(Object point labels)
● ● ● ●

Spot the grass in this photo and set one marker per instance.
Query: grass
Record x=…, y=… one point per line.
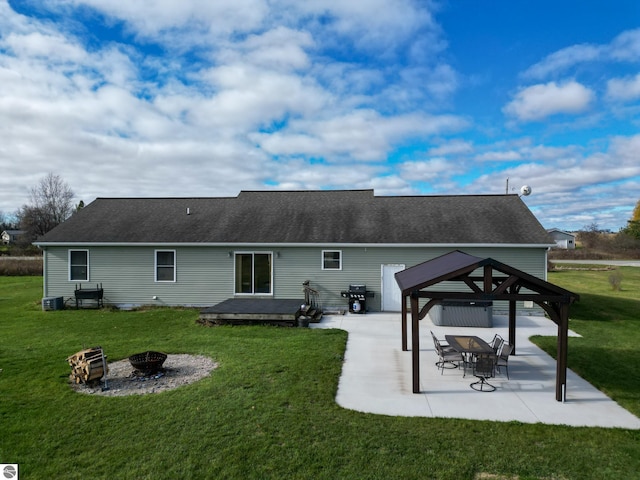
x=609, y=322
x=269, y=411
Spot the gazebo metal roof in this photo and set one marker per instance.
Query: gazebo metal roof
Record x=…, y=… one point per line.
x=497, y=281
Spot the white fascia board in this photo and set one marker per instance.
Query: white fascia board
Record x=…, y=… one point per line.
x=282, y=245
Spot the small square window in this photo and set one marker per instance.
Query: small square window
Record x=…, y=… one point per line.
x=79, y=265
x=165, y=266
x=331, y=260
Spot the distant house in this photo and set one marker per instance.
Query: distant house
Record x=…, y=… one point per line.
x=265, y=244
x=11, y=236
x=564, y=240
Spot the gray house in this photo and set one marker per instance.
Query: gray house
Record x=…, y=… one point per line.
x=202, y=251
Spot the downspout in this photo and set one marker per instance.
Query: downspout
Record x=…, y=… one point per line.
x=45, y=288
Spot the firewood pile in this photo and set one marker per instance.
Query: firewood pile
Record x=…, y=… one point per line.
x=87, y=365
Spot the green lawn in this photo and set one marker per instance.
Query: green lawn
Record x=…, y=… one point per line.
x=268, y=411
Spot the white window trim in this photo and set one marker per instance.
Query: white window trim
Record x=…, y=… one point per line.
x=322, y=260
x=155, y=265
x=69, y=264
x=252, y=253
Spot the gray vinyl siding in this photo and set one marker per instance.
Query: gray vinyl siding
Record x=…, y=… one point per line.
x=205, y=275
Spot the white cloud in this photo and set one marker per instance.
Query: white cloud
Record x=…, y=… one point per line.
x=562, y=60
x=543, y=100
x=454, y=147
x=624, y=48
x=624, y=89
x=426, y=171
x=502, y=156
x=362, y=135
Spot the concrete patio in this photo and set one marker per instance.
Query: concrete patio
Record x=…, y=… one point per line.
x=376, y=377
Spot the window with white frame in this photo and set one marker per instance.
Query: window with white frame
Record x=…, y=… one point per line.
x=165, y=266
x=79, y=265
x=254, y=273
x=332, y=260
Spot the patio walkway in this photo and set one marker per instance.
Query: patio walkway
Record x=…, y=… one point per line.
x=376, y=377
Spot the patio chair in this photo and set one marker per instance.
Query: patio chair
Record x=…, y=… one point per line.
x=496, y=343
x=503, y=358
x=484, y=367
x=447, y=356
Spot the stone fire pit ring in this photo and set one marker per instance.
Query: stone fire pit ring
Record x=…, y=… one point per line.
x=148, y=362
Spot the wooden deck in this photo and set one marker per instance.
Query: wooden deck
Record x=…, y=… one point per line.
x=251, y=311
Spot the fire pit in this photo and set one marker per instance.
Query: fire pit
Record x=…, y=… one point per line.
x=148, y=362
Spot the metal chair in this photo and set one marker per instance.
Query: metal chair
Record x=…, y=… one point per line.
x=447, y=355
x=496, y=343
x=484, y=367
x=503, y=358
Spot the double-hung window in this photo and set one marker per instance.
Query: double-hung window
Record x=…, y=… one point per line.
x=331, y=260
x=79, y=265
x=253, y=273
x=165, y=266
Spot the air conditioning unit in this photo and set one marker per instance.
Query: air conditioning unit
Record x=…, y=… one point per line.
x=52, y=303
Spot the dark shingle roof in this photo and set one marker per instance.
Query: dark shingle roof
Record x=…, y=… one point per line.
x=301, y=217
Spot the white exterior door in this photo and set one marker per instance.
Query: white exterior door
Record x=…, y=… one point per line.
x=391, y=295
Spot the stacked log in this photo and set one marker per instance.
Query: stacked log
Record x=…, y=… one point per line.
x=87, y=365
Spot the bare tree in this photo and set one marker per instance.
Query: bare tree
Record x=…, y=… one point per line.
x=50, y=204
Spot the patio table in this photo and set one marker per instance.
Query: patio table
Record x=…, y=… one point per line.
x=468, y=346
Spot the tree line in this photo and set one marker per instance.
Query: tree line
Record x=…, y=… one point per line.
x=50, y=203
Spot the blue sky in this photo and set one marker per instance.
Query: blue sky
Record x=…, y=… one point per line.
x=207, y=98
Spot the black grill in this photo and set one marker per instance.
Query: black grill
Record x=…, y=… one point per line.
x=357, y=295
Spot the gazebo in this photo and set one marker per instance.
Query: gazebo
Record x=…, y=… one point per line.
x=480, y=279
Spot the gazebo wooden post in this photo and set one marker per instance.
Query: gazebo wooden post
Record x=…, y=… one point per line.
x=415, y=341
x=404, y=323
x=512, y=325
x=563, y=345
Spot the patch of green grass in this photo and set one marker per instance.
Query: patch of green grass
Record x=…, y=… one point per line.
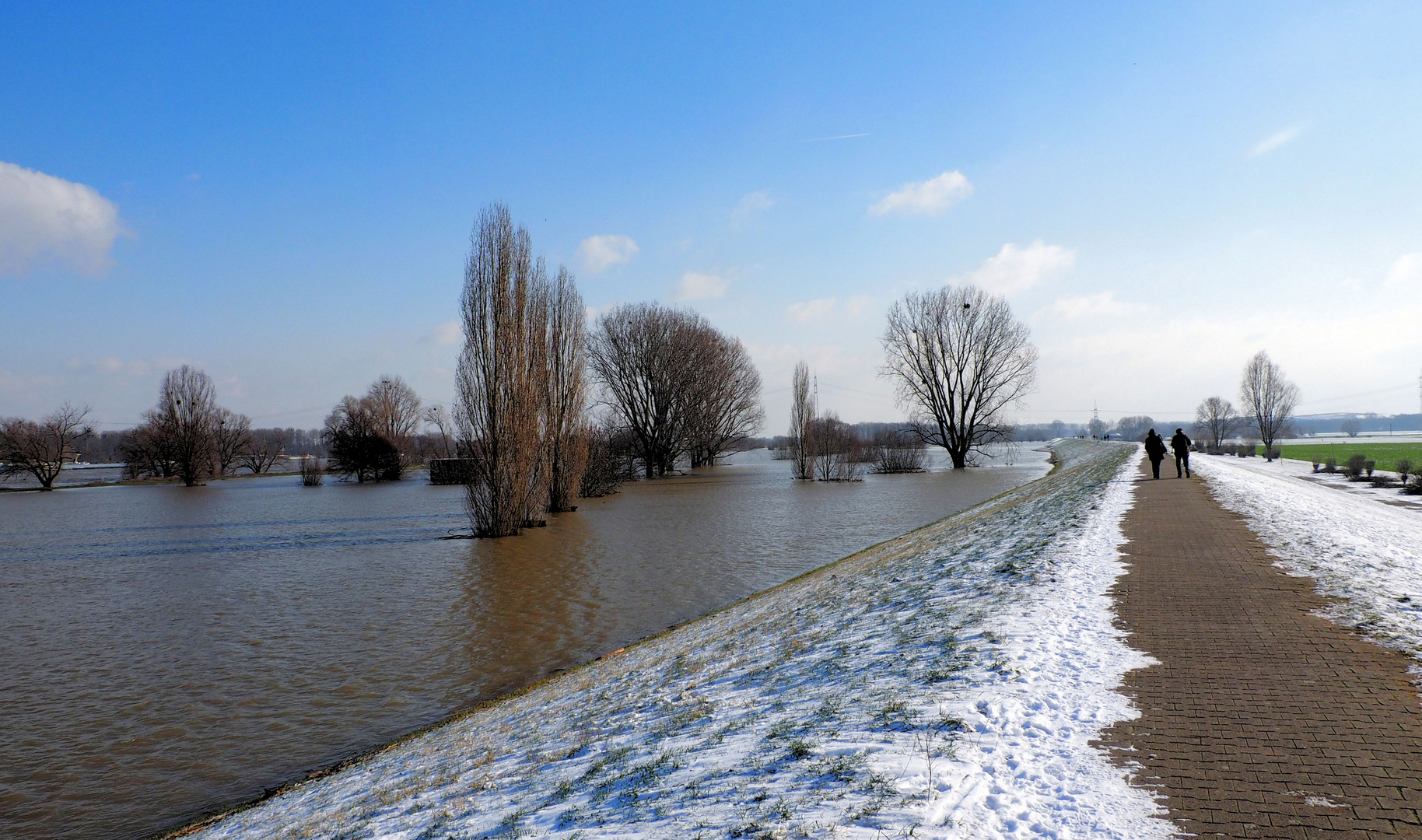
x=1385, y=455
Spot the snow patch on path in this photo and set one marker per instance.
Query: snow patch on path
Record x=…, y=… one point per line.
x=1030, y=766
x=946, y=683
x=1357, y=548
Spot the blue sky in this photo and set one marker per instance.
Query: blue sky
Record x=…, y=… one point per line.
x=283, y=198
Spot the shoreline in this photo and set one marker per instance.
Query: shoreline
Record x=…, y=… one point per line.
x=776, y=632
x=487, y=704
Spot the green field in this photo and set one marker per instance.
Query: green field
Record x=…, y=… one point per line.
x=1385, y=453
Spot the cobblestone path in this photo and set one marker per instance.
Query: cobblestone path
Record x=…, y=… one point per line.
x=1262, y=719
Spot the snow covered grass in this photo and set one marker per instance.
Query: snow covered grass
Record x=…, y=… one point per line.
x=946, y=683
x=1358, y=543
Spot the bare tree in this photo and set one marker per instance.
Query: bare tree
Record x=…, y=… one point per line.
x=676, y=383
x=958, y=359
x=1135, y=427
x=356, y=438
x=1215, y=420
x=1269, y=397
x=180, y=436
x=640, y=354
x=611, y=460
x=836, y=450
x=503, y=377
x=563, y=421
x=266, y=445
x=802, y=420
x=394, y=408
x=724, y=405
x=232, y=438
x=41, y=448
x=443, y=421
x=899, y=451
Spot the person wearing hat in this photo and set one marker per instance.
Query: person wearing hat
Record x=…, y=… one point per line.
x=1155, y=451
x=1182, y=453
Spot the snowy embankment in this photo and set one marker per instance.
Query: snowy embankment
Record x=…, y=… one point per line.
x=947, y=681
x=1355, y=542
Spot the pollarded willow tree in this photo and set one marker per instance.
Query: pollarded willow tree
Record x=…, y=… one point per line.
x=724, y=403
x=41, y=448
x=1269, y=397
x=503, y=377
x=674, y=383
x=958, y=360
x=180, y=436
x=1215, y=420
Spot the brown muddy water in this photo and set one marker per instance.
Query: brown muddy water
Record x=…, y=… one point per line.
x=170, y=651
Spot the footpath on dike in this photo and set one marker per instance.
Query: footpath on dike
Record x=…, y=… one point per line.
x=1260, y=718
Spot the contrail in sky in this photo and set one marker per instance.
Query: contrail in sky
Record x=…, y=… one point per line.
x=815, y=140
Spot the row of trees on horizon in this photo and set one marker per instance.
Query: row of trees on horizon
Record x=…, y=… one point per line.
x=551, y=407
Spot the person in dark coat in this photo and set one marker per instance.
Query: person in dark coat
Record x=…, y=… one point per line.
x=1182, y=453
x=1155, y=451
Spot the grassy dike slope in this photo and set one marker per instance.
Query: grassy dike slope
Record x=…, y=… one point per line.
x=946, y=683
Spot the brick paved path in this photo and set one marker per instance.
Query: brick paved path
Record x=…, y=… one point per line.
x=1262, y=719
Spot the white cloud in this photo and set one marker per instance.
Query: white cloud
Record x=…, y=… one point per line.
x=1017, y=269
x=1273, y=141
x=599, y=254
x=819, y=309
x=811, y=310
x=1092, y=306
x=927, y=198
x=1405, y=271
x=46, y=219
x=752, y=202
x=446, y=334
x=700, y=286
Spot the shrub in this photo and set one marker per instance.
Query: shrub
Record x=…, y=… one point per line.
x=312, y=472
x=898, y=451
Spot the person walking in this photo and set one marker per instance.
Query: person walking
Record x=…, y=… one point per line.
x=1155, y=451
x=1182, y=453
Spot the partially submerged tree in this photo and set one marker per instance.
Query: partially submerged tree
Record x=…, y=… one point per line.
x=899, y=451
x=178, y=438
x=640, y=357
x=1269, y=398
x=264, y=448
x=802, y=418
x=676, y=383
x=1215, y=420
x=566, y=401
x=1133, y=428
x=724, y=405
x=446, y=431
x=611, y=460
x=836, y=446
x=394, y=410
x=503, y=377
x=41, y=448
x=357, y=445
x=232, y=438
x=958, y=359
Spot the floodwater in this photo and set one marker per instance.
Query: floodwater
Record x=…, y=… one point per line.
x=171, y=651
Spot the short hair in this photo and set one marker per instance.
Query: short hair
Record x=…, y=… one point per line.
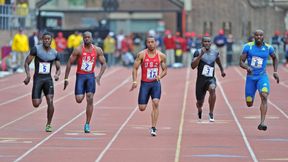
x=150, y=36
x=47, y=33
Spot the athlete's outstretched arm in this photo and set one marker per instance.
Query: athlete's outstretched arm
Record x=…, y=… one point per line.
x=218, y=61
x=136, y=65
x=103, y=64
x=242, y=64
x=197, y=58
x=28, y=60
x=74, y=56
x=275, y=66
x=163, y=66
x=58, y=70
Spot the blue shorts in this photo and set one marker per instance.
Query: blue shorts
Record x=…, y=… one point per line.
x=85, y=83
x=253, y=83
x=148, y=89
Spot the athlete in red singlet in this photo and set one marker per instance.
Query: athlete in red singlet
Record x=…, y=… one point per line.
x=150, y=60
x=86, y=57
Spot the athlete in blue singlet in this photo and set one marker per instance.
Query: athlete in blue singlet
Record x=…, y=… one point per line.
x=256, y=53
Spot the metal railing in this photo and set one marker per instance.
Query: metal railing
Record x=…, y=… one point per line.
x=12, y=17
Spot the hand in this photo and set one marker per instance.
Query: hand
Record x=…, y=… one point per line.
x=65, y=84
x=158, y=78
x=27, y=80
x=98, y=80
x=56, y=77
x=223, y=74
x=249, y=70
x=276, y=77
x=134, y=85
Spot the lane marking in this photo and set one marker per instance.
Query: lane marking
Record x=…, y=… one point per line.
x=70, y=121
x=44, y=106
x=180, y=132
x=243, y=134
x=116, y=135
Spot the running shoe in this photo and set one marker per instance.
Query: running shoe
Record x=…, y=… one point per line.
x=262, y=127
x=87, y=128
x=199, y=115
x=153, y=131
x=211, y=117
x=48, y=128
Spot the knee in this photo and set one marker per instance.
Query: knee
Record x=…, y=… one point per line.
x=199, y=103
x=142, y=108
x=249, y=104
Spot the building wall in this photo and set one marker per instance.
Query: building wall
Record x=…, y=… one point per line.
x=239, y=13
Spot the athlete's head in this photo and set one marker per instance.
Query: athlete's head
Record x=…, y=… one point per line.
x=259, y=36
x=151, y=43
x=87, y=38
x=47, y=39
x=206, y=42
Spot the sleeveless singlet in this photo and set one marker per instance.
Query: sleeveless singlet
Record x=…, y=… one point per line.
x=150, y=67
x=87, y=61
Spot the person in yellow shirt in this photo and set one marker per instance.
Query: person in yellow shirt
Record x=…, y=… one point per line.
x=20, y=47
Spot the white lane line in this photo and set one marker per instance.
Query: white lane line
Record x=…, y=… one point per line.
x=70, y=121
x=238, y=124
x=180, y=132
x=44, y=106
x=269, y=101
x=115, y=136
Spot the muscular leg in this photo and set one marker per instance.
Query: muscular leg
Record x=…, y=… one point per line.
x=155, y=112
x=79, y=98
x=212, y=97
x=89, y=107
x=50, y=109
x=263, y=106
x=36, y=102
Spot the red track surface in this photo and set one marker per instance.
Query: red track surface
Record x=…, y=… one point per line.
x=120, y=132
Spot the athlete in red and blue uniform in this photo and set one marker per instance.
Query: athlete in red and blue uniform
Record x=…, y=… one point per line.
x=86, y=57
x=150, y=60
x=256, y=53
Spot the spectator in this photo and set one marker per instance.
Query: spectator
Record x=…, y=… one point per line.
x=220, y=41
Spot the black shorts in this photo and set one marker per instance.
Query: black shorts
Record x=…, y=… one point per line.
x=202, y=85
x=44, y=84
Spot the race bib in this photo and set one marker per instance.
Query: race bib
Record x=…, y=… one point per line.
x=207, y=71
x=152, y=73
x=256, y=62
x=44, y=68
x=86, y=66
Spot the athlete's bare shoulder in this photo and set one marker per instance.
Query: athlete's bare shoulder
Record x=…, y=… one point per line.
x=141, y=54
x=162, y=55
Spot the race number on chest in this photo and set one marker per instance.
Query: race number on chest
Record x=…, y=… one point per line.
x=44, y=68
x=256, y=62
x=207, y=71
x=152, y=73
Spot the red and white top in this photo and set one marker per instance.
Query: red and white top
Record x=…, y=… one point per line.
x=87, y=61
x=150, y=67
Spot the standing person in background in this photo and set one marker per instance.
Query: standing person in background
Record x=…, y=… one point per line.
x=169, y=44
x=257, y=53
x=204, y=59
x=220, y=41
x=150, y=61
x=86, y=56
x=44, y=57
x=109, y=47
x=20, y=47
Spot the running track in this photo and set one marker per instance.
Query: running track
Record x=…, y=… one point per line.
x=120, y=133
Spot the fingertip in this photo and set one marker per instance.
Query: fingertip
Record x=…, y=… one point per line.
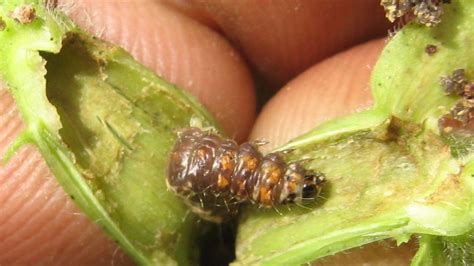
x=182, y=51
x=283, y=38
x=337, y=86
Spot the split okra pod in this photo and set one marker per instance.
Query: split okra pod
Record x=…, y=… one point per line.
x=401, y=169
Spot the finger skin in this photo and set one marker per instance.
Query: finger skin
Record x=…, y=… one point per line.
x=282, y=38
x=39, y=224
x=335, y=87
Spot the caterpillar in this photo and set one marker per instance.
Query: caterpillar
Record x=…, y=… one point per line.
x=215, y=176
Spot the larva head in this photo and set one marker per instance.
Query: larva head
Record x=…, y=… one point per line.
x=301, y=184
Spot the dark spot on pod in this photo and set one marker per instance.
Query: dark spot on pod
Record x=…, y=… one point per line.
x=214, y=176
x=426, y=12
x=431, y=49
x=460, y=118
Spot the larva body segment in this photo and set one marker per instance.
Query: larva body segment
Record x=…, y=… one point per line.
x=215, y=175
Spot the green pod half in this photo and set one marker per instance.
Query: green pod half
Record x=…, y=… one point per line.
x=105, y=126
x=390, y=172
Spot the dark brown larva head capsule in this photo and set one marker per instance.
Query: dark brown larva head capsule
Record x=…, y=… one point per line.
x=214, y=176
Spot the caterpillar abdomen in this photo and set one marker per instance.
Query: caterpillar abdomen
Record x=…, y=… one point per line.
x=214, y=175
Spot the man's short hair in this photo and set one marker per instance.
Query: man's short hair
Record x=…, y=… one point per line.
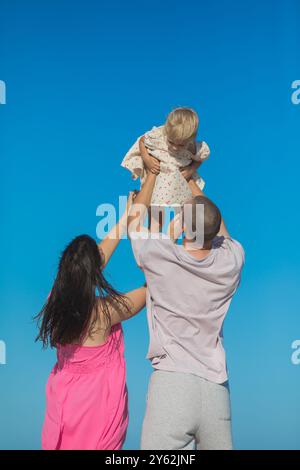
x=212, y=218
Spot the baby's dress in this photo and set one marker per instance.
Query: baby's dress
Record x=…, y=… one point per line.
x=171, y=188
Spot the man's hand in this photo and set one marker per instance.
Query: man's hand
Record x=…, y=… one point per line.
x=152, y=164
x=188, y=171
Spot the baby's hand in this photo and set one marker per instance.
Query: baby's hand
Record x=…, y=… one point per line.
x=152, y=164
x=187, y=171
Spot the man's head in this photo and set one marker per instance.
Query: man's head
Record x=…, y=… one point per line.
x=201, y=219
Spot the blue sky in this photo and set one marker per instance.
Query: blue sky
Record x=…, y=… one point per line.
x=84, y=79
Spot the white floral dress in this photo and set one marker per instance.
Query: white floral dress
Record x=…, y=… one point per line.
x=171, y=188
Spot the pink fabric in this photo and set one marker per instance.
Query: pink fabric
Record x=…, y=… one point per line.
x=87, y=397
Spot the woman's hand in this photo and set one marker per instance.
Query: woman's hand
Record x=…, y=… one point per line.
x=187, y=171
x=152, y=164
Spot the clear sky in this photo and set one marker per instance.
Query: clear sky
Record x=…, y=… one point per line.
x=84, y=79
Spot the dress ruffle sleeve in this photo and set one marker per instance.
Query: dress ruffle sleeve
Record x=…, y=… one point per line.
x=133, y=161
x=202, y=152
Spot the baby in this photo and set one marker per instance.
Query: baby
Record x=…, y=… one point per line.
x=171, y=150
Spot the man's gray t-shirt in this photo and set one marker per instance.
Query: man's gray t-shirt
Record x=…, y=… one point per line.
x=187, y=302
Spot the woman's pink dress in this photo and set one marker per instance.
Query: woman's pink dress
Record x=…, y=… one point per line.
x=87, y=397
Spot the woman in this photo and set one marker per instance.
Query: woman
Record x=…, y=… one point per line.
x=86, y=392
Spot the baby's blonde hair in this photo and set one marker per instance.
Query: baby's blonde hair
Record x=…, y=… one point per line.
x=181, y=125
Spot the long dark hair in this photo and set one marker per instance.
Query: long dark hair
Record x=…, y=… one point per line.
x=67, y=315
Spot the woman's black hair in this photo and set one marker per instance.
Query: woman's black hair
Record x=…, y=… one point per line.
x=66, y=317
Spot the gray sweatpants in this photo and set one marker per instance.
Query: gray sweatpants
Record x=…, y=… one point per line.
x=185, y=412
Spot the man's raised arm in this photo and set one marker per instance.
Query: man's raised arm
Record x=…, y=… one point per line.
x=139, y=208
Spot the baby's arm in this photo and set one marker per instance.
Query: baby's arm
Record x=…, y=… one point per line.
x=188, y=171
x=150, y=162
x=198, y=157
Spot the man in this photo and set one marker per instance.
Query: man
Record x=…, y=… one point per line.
x=190, y=288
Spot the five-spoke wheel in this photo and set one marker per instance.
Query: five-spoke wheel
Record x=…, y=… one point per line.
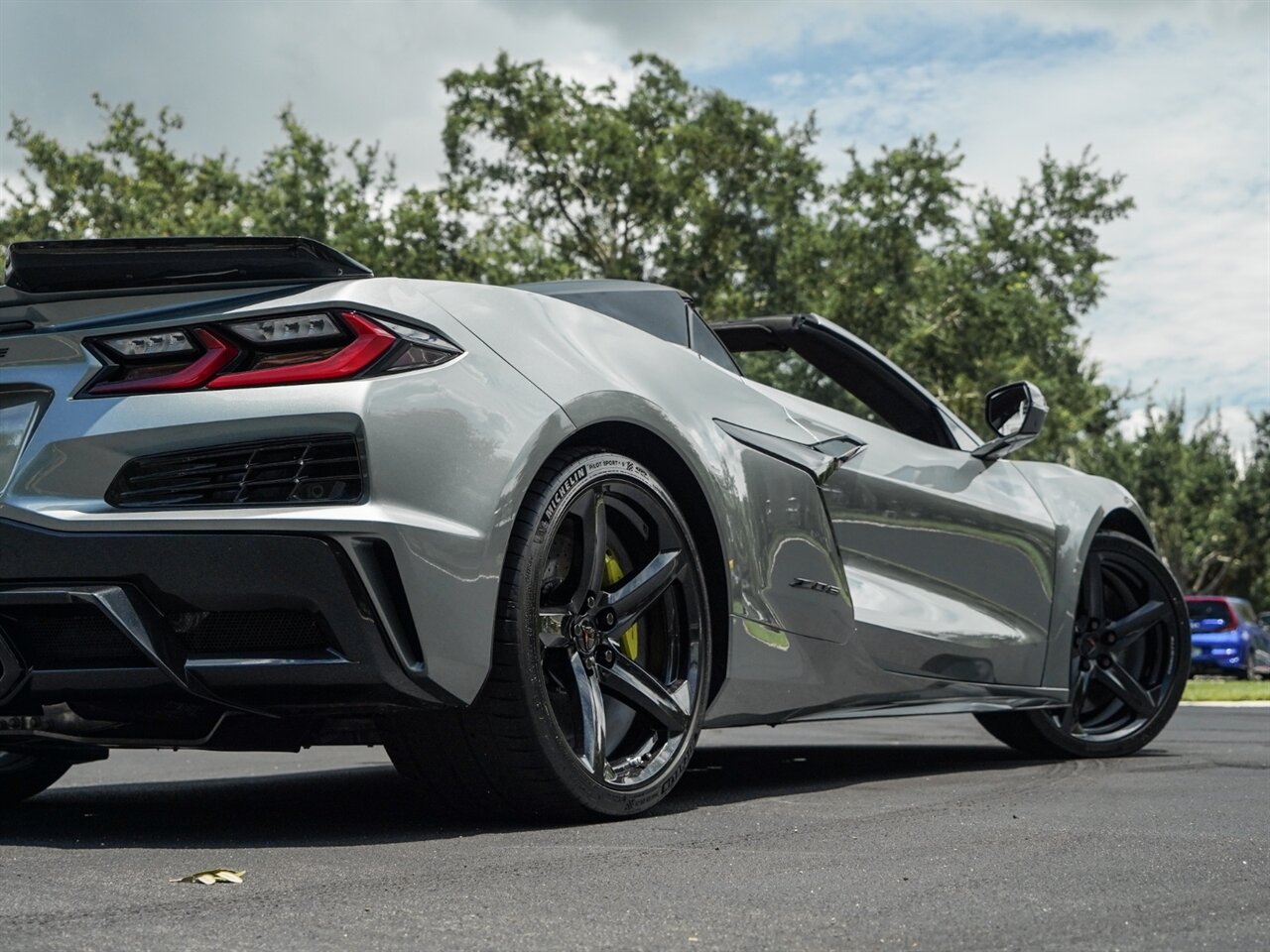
x=1129, y=660
x=601, y=661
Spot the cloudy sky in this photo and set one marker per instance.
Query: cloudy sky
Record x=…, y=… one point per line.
x=1174, y=94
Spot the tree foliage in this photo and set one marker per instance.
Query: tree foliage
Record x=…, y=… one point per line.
x=670, y=181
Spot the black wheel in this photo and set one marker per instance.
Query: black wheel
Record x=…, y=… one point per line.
x=1130, y=656
x=601, y=656
x=27, y=774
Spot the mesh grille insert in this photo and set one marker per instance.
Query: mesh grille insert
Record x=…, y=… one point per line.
x=249, y=633
x=282, y=471
x=51, y=638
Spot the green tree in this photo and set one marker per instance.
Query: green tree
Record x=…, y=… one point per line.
x=1188, y=486
x=549, y=178
x=132, y=182
x=670, y=182
x=1251, y=574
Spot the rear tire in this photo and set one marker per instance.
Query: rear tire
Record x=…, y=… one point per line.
x=23, y=775
x=601, y=657
x=1129, y=656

● ● ● ●

Can you write out, word for word, the lines from the one containing "Spot the concrete" up to and including the one containing "x=52, y=303"?

Spot the concrete patio in this photo and set one marker per instance.
Query: concrete patio
Record x=…, y=… one point per line.
x=376, y=377
Spot the window with white frame in this photo and set one marker per instance.
Query: window with white frame
Record x=…, y=… one point per line.
x=165, y=266
x=79, y=265
x=254, y=273
x=332, y=260
Spot the patio walkway in this photo and set one marker per instance.
Query: patio walkway
Record x=…, y=… one point per line.
x=376, y=377
Spot the patio chair in this photo and set one marker per instance.
Query: patio chair
Record x=…, y=… one point per line.
x=496, y=343
x=503, y=358
x=484, y=367
x=447, y=356
Spot the stone fire pit ring in this photo and set one marker per instance.
Query: stone fire pit ring
Record x=…, y=… one point per line.
x=148, y=362
Spot the wooden deck in this photo and set one marker per instance.
Query: wooden deck
Record x=…, y=… one point per line.
x=251, y=311
Spot the fire pit in this photo and set one marker per instance.
Query: fire pit
Record x=…, y=… one point per line.
x=148, y=362
Spot the metal chair in this photo and set one marker per instance.
Query: metal chair
Record x=…, y=… one point per line.
x=447, y=355
x=496, y=343
x=484, y=367
x=503, y=358
Spot the double-hung window in this photo and set one marker per instance.
Query: double-hung window
Record x=…, y=… one point per line.
x=331, y=260
x=79, y=265
x=253, y=273
x=165, y=266
Spot the air conditioning unit in this photo and set one marker per instance.
Query: air conditioning unit
Record x=…, y=… one point per line.
x=52, y=303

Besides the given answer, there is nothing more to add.